• **TASKS TO CARRY OUT**:
A - Reproduce the passage on U.S. wars since 1950 verbatim, starting at "When the Korean" and ending at "of their power.".
B - Decide whether each statement below agrees with the passage on U.S. wars since 1950, answering yes or no and quoting the deciding words: (i) the Korean war was fought to a draw; (ii) America's adversaries fought with the most advanced military technology; (iii) after the Korean war, U.S. leaders swore never to fight another land war in Asia.
C - Pick up the passage on U.S. wars since 1950 after its final sentence and continue it.

• **TEXT BLOCK**:
+--

The U.S. wars since 1950 have been against decentralized enemies in situations without clearly defined fronts, as exist in conventional wars. Faced with high firepower, in Korea, Vietnam, Afghanistan, even Iraq, America's adversaries disperse - they fight from caves, behind jungle foliage, etc.,-- using cheap, relatively primitive military technology against the most advanced U.S. artillery, tanks, helicopters, and air power. In the end, its adversaries' patience and ingenuity, and willingness to make sacrifices, succeed in winning wars, not battles. Its enemies never stand and fight on U.S. terms, offering targets. The war in Vietnam was very protracted and expensive, and the wars in Iraq and Afghanistan are also prolonged-and increasingly a political liability to the party in power in Washington. This has repeatedly illustrated the limits of American power, and the Korean war established the first precedent.

When the Korean war ended, the U.S. leaders swore they would never fight another land war in Asia. The Korean war was fought to a draw, basically a defeat for U.S. objectives to reunite the country. Vietnam proved yet again that the U.S. could not win a land war-and it failed entirely there, at least in the military sense. Their ultimate success was due to the confusion of the Vietnamese Communists themselves, not the success of the Saigon regime or American arms. The U.S. has always been vulnerable militarily precisely because its enemies have been primarily poor and compelled the adapt to the limits of their power.

+--

Point labeling dataset excerpts:
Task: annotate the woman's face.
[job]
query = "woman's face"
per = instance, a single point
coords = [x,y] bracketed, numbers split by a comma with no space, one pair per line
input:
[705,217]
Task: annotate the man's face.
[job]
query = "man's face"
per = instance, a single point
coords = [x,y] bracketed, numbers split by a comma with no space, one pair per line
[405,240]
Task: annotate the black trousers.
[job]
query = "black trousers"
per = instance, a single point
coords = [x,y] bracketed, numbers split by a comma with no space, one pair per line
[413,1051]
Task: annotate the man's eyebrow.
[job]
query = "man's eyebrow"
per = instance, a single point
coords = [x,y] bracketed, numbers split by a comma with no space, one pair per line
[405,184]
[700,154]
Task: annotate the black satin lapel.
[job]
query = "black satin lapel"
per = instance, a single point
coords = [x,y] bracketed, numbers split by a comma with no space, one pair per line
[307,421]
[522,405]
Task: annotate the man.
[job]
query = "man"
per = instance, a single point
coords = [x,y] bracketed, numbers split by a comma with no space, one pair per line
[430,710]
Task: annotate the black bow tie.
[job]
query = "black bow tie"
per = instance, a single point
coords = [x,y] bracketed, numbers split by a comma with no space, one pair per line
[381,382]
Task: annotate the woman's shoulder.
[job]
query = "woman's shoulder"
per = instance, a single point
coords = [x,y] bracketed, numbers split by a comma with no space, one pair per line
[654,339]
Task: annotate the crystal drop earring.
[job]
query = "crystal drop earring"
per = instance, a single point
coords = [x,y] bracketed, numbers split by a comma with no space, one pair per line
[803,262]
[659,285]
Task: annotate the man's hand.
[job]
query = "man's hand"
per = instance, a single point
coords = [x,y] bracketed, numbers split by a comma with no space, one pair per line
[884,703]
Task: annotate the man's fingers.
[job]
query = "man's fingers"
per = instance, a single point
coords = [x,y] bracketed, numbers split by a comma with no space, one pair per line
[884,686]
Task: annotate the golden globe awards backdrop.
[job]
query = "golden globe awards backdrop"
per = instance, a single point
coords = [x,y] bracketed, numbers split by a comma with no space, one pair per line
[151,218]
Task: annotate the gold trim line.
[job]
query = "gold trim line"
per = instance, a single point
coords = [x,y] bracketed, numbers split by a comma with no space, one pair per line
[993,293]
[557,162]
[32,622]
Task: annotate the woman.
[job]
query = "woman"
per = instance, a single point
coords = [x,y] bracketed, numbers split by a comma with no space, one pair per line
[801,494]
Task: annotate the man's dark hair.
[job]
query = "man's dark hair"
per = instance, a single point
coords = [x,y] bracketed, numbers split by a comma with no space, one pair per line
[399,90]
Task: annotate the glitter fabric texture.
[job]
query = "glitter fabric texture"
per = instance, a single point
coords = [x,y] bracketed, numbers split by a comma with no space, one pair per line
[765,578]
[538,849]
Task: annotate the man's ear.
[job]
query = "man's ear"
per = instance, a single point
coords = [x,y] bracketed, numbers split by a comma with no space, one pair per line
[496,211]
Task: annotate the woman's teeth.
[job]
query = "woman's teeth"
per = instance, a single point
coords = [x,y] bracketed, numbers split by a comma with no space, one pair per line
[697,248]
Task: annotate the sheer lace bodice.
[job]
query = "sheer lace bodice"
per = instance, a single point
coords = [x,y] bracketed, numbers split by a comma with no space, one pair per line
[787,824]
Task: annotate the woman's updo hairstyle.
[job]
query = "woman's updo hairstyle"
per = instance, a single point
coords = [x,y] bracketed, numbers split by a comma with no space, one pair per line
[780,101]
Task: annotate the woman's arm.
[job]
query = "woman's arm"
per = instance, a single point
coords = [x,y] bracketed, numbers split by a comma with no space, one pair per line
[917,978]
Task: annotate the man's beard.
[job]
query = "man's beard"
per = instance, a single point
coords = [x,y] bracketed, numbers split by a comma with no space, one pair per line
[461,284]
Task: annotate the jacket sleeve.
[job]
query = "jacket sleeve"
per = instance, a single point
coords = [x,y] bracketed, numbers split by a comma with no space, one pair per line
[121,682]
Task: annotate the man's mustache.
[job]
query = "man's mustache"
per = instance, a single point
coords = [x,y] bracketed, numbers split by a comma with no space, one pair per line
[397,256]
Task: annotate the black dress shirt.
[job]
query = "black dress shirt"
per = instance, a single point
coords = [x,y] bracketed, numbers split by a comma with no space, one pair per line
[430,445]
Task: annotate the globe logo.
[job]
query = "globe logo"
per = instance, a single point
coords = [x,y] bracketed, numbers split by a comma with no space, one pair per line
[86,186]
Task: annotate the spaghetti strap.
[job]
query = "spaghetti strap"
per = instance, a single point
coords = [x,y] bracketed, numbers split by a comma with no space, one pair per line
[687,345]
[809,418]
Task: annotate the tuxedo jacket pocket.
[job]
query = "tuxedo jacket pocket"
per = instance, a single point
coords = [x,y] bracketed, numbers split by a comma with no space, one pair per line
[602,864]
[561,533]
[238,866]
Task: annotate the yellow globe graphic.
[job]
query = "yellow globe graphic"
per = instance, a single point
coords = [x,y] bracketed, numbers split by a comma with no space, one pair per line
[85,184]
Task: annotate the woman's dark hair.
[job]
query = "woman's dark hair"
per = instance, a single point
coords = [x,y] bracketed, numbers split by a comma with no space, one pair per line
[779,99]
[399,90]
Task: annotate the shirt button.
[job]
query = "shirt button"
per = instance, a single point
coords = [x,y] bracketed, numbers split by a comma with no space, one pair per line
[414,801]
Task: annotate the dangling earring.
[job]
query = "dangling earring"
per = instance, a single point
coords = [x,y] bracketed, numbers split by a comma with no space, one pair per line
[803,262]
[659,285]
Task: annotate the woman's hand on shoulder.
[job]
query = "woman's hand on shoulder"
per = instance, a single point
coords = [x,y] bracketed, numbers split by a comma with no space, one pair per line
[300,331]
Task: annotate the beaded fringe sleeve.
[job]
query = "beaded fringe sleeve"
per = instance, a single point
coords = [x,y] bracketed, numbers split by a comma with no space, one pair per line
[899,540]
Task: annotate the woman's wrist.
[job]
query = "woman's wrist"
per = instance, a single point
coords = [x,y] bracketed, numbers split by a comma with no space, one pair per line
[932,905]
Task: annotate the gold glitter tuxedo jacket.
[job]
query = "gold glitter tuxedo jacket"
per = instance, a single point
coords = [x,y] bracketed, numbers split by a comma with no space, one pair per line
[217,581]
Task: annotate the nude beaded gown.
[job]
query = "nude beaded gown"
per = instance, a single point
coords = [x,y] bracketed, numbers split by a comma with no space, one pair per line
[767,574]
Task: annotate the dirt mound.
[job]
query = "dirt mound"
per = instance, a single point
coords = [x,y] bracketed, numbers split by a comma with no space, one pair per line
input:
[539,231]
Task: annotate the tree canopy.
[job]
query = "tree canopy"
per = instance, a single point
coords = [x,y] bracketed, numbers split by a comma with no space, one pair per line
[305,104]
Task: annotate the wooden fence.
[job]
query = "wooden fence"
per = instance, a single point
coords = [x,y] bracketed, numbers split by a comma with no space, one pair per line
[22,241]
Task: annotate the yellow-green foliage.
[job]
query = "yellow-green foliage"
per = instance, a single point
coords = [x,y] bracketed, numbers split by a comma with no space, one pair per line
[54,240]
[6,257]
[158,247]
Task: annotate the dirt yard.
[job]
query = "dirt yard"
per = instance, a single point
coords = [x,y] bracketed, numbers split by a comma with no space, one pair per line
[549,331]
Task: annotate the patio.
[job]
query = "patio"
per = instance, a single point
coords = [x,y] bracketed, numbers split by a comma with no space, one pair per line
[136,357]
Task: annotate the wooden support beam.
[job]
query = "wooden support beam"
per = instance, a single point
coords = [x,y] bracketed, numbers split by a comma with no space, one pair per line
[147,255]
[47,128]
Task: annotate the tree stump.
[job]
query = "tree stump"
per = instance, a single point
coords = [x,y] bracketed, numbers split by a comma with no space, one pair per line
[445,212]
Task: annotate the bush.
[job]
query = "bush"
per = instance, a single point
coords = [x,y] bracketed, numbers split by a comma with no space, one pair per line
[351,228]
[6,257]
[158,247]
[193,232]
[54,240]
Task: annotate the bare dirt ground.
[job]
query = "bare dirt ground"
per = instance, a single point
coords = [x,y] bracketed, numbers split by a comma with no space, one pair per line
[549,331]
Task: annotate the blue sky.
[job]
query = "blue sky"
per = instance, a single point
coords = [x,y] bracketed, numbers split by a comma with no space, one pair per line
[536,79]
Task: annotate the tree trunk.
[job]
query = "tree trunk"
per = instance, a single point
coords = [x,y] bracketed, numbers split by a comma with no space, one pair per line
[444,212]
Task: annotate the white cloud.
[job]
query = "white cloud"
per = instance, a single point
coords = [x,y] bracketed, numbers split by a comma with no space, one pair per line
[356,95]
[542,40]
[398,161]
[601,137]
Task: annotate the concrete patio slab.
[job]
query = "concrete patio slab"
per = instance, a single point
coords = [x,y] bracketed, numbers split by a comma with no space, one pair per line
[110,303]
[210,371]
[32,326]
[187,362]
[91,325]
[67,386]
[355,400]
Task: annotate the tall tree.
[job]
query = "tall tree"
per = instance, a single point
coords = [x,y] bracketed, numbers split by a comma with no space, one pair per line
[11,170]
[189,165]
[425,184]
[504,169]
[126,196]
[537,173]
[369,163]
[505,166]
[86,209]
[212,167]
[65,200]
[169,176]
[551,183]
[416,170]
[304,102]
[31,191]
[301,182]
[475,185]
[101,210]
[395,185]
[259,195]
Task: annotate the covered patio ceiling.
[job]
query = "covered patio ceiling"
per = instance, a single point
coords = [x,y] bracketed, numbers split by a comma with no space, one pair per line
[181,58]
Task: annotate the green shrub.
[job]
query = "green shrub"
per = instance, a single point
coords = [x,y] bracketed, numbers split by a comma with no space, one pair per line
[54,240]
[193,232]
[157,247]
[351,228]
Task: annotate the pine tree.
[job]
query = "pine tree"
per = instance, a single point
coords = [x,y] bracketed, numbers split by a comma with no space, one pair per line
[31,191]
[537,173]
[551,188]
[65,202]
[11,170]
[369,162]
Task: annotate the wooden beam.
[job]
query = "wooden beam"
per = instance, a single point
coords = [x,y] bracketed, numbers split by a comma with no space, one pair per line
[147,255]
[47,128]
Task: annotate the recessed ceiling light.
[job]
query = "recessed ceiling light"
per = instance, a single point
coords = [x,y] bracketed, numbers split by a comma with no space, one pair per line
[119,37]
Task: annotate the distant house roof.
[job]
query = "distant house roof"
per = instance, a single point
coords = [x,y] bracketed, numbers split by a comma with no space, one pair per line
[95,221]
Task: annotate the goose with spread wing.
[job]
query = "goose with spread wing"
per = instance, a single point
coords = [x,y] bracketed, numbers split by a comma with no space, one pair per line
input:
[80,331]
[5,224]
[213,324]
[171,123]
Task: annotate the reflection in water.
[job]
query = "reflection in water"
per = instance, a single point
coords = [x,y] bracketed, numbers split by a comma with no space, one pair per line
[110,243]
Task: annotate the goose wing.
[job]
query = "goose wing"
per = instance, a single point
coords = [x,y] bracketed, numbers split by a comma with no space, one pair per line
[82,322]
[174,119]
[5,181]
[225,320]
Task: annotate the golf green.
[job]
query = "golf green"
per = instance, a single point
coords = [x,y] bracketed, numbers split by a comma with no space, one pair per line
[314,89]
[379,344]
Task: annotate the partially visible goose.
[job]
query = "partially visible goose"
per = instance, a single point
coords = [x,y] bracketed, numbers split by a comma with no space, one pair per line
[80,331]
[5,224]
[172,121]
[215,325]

+--

• **RESPONSES PER TASK**:
A -
When the Korean war ended, the U.S. leaders swore they would never fight another land war in Asia. The Korean war was fought to a draw, basically a defeat for U.S. objectives to reunite the country. Vietnam proved yet again that the U.S. could not win a land war-and it failed entirely there, at least in the military sense. Their ultimate success was due to the confusion of the Vietnamese Communists themselves, not the success of the Saigon regime or American arms. The U.S. has always been vulnerable militarily precisely because its enemies have been primarily poor and compelled the adapt to the limits of their power.

B -
(i) Yes: "The Korean war was fought to a draw"
(ii) No: "using cheap, relatively primitive military technology"
(iii) Yes: "the U.S. leaders swore they would never fight another land war in Asia"

C -
After its defeat in Vietnam in 1975 the U.S. leaders once again resolved yet again never to fight a land war without massive military power from the inception of a conflict and the support of the American people - which gradually eroded during the Vietnam war. The Weinberger doctrine in 1984 enshrined this principle. The U.S. has won wars against small, relatively weak enemies, as in Nicaragua, but in both Iraq and Afghanistan it has made the mistakes of the Korea and Vietnam wars all over again. It still wishes to be the "indispensable power," to quote former Secretary of State Madeleine Albright, but it cannot win the victories it covets. Like a drunken person, it no longer controls itself, its environments, or makes its actions conform to its perceptions. It is therefore a danger both to itself and the world.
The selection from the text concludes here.